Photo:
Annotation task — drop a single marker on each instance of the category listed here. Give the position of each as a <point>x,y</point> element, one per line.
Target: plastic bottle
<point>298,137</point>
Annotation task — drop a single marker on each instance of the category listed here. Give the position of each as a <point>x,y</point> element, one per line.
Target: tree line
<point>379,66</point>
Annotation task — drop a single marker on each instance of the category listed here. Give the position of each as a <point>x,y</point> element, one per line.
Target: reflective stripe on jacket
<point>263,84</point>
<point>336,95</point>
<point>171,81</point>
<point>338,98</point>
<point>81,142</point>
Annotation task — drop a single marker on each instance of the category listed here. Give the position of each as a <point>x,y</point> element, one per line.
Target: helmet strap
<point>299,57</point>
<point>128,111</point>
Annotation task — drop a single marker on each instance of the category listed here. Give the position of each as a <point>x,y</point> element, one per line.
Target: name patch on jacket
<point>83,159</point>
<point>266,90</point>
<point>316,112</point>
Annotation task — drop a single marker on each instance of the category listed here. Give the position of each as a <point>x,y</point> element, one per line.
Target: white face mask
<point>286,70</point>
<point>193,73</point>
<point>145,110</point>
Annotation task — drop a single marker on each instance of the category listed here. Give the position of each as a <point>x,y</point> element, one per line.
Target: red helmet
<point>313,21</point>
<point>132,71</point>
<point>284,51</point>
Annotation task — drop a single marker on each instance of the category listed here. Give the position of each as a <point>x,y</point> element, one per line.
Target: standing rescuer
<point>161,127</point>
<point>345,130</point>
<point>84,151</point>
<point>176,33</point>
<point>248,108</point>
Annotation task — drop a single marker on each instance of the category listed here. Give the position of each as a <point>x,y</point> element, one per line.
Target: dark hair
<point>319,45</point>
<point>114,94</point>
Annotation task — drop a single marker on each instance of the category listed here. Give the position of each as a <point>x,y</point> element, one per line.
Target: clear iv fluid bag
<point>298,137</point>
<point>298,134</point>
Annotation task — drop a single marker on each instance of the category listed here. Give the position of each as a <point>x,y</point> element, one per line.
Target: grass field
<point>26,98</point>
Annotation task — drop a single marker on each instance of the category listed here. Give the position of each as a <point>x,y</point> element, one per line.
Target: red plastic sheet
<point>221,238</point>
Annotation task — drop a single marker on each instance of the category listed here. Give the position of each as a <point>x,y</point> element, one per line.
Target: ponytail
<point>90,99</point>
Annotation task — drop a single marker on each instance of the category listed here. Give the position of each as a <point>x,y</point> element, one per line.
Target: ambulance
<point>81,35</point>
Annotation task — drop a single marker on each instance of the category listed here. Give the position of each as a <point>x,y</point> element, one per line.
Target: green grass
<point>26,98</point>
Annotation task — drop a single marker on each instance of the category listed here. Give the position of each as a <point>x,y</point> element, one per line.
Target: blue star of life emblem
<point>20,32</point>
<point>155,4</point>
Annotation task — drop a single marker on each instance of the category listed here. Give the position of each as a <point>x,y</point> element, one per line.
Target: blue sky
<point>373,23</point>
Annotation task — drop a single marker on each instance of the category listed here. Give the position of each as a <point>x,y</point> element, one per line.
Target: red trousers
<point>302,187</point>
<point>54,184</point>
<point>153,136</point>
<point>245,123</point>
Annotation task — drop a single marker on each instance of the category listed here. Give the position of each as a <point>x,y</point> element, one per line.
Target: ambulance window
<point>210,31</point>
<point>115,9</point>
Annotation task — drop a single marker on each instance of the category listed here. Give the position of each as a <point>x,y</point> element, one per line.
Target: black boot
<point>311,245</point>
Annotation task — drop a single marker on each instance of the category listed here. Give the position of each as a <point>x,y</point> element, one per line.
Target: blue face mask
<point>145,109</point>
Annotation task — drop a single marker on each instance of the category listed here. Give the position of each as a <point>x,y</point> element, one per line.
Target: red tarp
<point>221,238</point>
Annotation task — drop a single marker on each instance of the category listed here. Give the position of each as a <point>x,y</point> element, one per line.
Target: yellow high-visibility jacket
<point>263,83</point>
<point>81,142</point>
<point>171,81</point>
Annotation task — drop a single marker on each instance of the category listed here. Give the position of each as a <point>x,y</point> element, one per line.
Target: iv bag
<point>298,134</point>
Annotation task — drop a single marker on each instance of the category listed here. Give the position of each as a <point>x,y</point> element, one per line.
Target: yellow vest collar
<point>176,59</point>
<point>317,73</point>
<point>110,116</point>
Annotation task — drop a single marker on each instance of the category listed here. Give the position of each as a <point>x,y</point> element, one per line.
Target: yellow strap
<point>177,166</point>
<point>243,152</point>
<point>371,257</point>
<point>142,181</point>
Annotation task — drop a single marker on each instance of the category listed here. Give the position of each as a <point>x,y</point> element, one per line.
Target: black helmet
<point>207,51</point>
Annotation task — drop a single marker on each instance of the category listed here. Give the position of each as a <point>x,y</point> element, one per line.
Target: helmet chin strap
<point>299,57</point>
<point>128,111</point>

..........

- Aufgabenstellung: Ordne alle Einträge oben als CSV mit den zwei Spalten „eingabe“ und „ausgabe“ an, eine Zeile pro Eintrag mit seinem Text und seiner Antwort. Setze jedes Feld in Anführungszeichen und ersetze Zeilenumbrüche durch Leerzeichen.

- Das Ergebnis:
eingabe,ausgabe
"Photo: Annotation task — drop a single marker on each instance of the category listed here. Give the position of each as a <point>x,y</point> element, one per line. Target: plastic bottle","<point>298,137</point>"
"Annotation task — drop a single marker on each instance of the category listed here. Give the position of each as a <point>x,y</point> element, one per line. Target: tree line","<point>379,66</point>"
"Annotation task — drop a single marker on each instance of the category listed here. Give the position of each as a <point>x,y</point> element, one per line. Target: reflective stripe on jacket","<point>263,84</point> <point>336,95</point> <point>171,81</point> <point>338,98</point> <point>81,142</point>"
"Annotation task — drop a single marker on each instance of the category listed here. Give the position of each as a <point>x,y</point> element, one per line. Target: helmet strap","<point>299,57</point> <point>128,111</point>"
"Annotation task — drop a single marker on each instance of the category listed here. Give the position of each as a <point>x,y</point> element, one per line. Target: name patch on jacket","<point>83,159</point> <point>266,90</point> <point>316,112</point>"
"Annotation task — drop a single marker on each instance of the category listed here. Give the position of each as a <point>x,y</point> element, one per line. Target: white face mask","<point>286,70</point> <point>193,73</point> <point>145,110</point>"
"Annotation task — drop a single marker on each instance of the category listed here. Give the position of each as a <point>x,y</point> element, one per line. Target: red helmet","<point>313,21</point> <point>132,71</point> <point>284,51</point>"
"Annotation task — drop a single marker on each instance of the category listed here. Give the position of each as a <point>x,y</point> element, one per line. Target: standing rescuer","<point>161,127</point> <point>345,130</point> <point>84,151</point> <point>176,33</point> <point>248,108</point>"
"Annotation task — drop a single marker on each instance of the category listed here. Give the position of each as a <point>x,y</point> element, one per line. Target: dark hair","<point>319,45</point> <point>114,94</point>"
"Annotation task — drop a single marker on each instance of the category listed here. Give the position of each as a <point>x,y</point> element, one per line. Target: clear iv fluid bag","<point>298,137</point> <point>298,134</point>"
"Annotation task — drop a single marker on each instance of the category listed here. Give the position of each as a <point>x,y</point> element, one per line. Target: grass field","<point>26,98</point>"
"Annotation task — drop a single marker on each instance of the category listed here. Give the position of each as a <point>x,y</point> element, one per line. Target: red plastic sheet","<point>221,238</point>"
"Annotation task — drop a single marker on each instance of the category listed here. Give the position of each as a <point>x,y</point> element, one per line. Target: ponytail","<point>90,99</point>"
"Annotation task — drop a single marker on each instance of the category listed here. Give the position of each as a <point>x,y</point> element, one per line. Target: ambulance","<point>81,35</point>"
"Annotation task — drop a single marker on each instance of the category listed here. Give the position of each as a <point>x,y</point> element, one per line. Target: green grass","<point>26,98</point>"
"Annotation task — drop a single marker on each instance of the category listed here. Give the position of each as a <point>x,y</point> element, one per line. Target: blue star of life emblem","<point>20,32</point> <point>155,4</point>"
"Annotation task — drop a single marker on each instance of the category listed here. Give the position of each as a <point>x,y</point> element, one per line. Target: blue sky","<point>373,23</point>"
"Annotation task — drop a single marker on each instance of the category listed here. Give the position of each as a <point>x,y</point> element, one per line. Target: red trousers","<point>302,187</point> <point>54,184</point> <point>153,136</point> <point>245,123</point>"
"Annotation task — drop a single marker on each instance of the category listed here. Give the position of each as a <point>x,y</point> element, one per line. Target: ambulance window","<point>210,31</point> <point>115,9</point>"
"Annotation task — drop a single marker on each instance of the category listed here. Give the position of each as a <point>x,y</point> element, one per line. Target: black boot","<point>311,245</point>"
"Annotation task — drop a single marker on each instance of the category listed here. Give the position of each as a <point>x,y</point> element, one per line. Target: blue face mask","<point>145,109</point>"
"Annotation task — drop a single marker on each instance of the category listed here. Give the position of each as a <point>x,y</point> element, one per line. Target: red tarp","<point>221,238</point>"
"Annotation task — drop a single marker on each instance of the category listed here. Give the position of each as a <point>x,y</point> element, one per line. Target: yellow high-visibility jacket","<point>263,83</point> <point>81,142</point> <point>171,81</point>"
"Annotation task — drop a single marker on each instance of the category listed here. Give the position of each as a <point>x,y</point> element, one per line. Target: iv bag","<point>298,134</point>"
"Annotation task — drop a single marker on each instance of the category listed here. Give the position of each as a <point>x,y</point> element, one per line. Target: yellow vest collar","<point>176,59</point> <point>317,73</point> <point>110,116</point>"
"Annotation task — drop a single marker on each instance of the category listed here. Give the position of each as a <point>x,y</point> element, one per line. Target: yellow strap","<point>177,166</point> <point>243,152</point> <point>371,257</point> <point>142,181</point>"
"Annotation task — drop a single marker on each instance of the category listed here. Give the position of each as a <point>x,y</point> element, one per line. Target: black helmet","<point>207,51</point>"
"Annotation task — drop a single marker on each instance of the category listed here. Give the position of each as a <point>x,y</point> element, one per line. Target: helmet chin strap","<point>299,57</point> <point>128,111</point>"